Dataset entries
- - - - - - -
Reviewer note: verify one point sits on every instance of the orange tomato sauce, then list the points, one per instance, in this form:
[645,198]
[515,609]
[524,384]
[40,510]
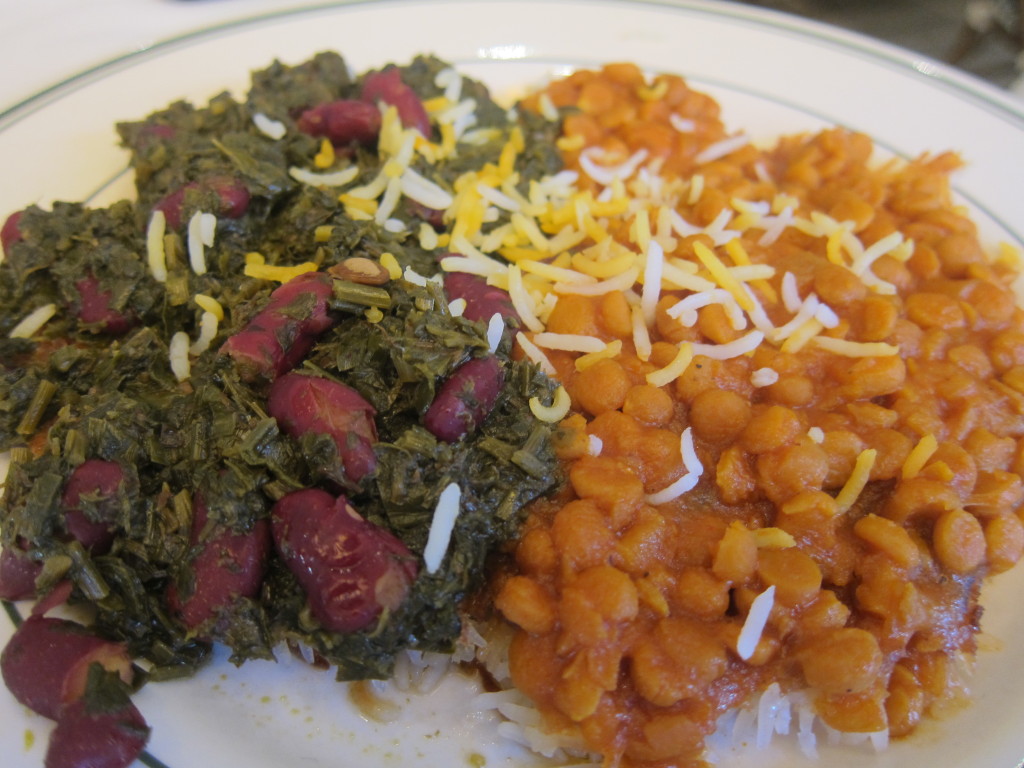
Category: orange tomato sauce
[868,492]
- - - - - - -
Work to complete: Would you give the records again exactly, dropping the pictures?

Output for this exercise:
Reviewer note: verify one point sits on every instance of the orange tomato sauce, then list the points, one per instance, in this form:
[645,198]
[515,609]
[524,384]
[40,510]
Category: orange tomato sauce
[868,492]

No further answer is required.